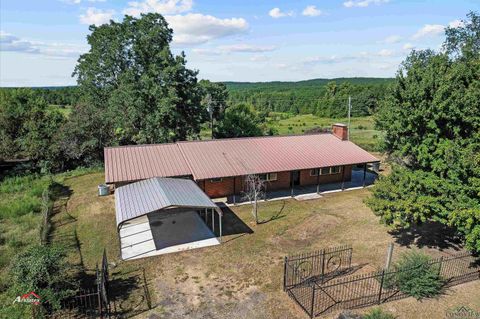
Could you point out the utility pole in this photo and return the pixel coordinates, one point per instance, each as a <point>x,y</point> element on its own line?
<point>208,101</point>
<point>349,111</point>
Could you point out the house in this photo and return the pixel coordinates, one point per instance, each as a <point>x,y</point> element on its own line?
<point>163,197</point>
<point>219,167</point>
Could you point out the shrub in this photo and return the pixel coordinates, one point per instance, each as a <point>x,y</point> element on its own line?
<point>378,313</point>
<point>416,275</point>
<point>43,269</point>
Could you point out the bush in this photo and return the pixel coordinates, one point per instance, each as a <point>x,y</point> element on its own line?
<point>44,270</point>
<point>415,275</point>
<point>378,313</point>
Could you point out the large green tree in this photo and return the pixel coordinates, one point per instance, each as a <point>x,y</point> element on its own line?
<point>132,79</point>
<point>29,128</point>
<point>432,124</point>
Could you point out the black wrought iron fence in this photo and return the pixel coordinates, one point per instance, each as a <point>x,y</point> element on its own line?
<point>87,303</point>
<point>315,265</point>
<point>317,297</point>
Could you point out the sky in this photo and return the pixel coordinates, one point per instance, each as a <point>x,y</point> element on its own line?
<point>233,40</point>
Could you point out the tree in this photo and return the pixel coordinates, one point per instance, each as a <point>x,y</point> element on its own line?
<point>432,122</point>
<point>28,128</point>
<point>239,120</point>
<point>130,76</point>
<point>254,190</point>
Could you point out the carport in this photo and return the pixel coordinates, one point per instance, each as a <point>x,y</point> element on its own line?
<point>165,215</point>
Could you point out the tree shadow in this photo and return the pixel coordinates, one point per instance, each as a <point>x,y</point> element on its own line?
<point>129,293</point>
<point>276,216</point>
<point>231,223</point>
<point>430,234</point>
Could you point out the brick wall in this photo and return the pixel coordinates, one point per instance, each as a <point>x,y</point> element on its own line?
<point>306,179</point>
<point>282,182</point>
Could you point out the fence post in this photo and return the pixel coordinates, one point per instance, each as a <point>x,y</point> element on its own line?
<point>312,315</point>
<point>440,266</point>
<point>381,287</point>
<point>323,264</point>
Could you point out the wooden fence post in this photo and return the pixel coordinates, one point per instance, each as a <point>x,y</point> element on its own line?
<point>381,287</point>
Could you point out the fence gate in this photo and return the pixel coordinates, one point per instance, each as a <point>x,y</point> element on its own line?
<point>317,265</point>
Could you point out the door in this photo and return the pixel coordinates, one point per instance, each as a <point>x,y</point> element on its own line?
<point>296,178</point>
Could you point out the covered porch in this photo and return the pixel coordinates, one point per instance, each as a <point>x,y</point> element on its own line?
<point>363,175</point>
<point>165,215</point>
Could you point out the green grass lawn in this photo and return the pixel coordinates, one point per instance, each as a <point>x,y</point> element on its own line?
<point>242,278</point>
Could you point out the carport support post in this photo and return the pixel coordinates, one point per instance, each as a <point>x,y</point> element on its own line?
<point>291,183</point>
<point>364,173</point>
<point>213,221</point>
<point>234,190</point>
<point>220,216</point>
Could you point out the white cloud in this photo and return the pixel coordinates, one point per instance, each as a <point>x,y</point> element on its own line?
<point>79,1</point>
<point>259,58</point>
<point>429,30</point>
<point>385,53</point>
<point>311,11</point>
<point>96,16</point>
<point>9,42</point>
<point>277,13</point>
<point>247,48</point>
<point>362,3</point>
<point>135,8</point>
<point>234,48</point>
<point>456,24</point>
<point>195,28</point>
<point>392,39</point>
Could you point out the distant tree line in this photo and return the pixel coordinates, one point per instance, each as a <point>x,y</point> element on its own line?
<point>431,118</point>
<point>319,97</point>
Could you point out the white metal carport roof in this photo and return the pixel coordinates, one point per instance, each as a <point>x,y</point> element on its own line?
<point>162,215</point>
<point>140,198</point>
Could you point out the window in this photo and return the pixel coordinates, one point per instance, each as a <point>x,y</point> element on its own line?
<point>269,177</point>
<point>325,171</point>
<point>335,170</point>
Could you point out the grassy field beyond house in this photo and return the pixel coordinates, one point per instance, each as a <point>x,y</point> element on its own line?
<point>362,131</point>
<point>242,278</point>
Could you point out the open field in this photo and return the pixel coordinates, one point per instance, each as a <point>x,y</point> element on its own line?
<point>242,278</point>
<point>362,131</point>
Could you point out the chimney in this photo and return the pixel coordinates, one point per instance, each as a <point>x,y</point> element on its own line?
<point>340,131</point>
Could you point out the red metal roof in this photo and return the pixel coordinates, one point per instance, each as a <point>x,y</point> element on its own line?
<point>132,163</point>
<point>231,157</point>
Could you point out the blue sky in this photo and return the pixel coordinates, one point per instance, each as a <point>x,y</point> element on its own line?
<point>232,40</point>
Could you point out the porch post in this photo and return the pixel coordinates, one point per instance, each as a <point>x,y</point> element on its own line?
<point>234,189</point>
<point>364,173</point>
<point>291,183</point>
<point>220,225</point>
<point>213,221</point>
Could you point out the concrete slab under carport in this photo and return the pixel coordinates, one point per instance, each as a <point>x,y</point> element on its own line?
<point>160,233</point>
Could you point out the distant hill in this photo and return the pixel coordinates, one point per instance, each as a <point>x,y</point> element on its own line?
<point>273,85</point>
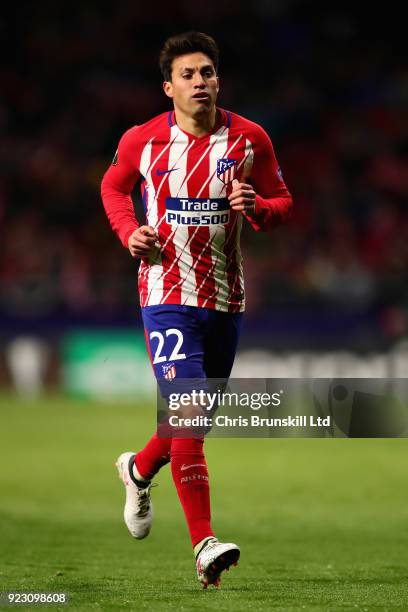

# # # # # # #

→ WORK REQUIRED: Starting at the line that contains "Could you point out the distant hill" and ending at the last line, write out those lines again with the requests included, and offset each pixel coordinate in the answers by adding 76. Leave the pictures out.

→ ANSWER IN FULL:
Could you point out the distant hill in this photo and return the pixel coordinates, one point per instance, each as a <point>x,y</point> element on its own line?
<point>349,161</point>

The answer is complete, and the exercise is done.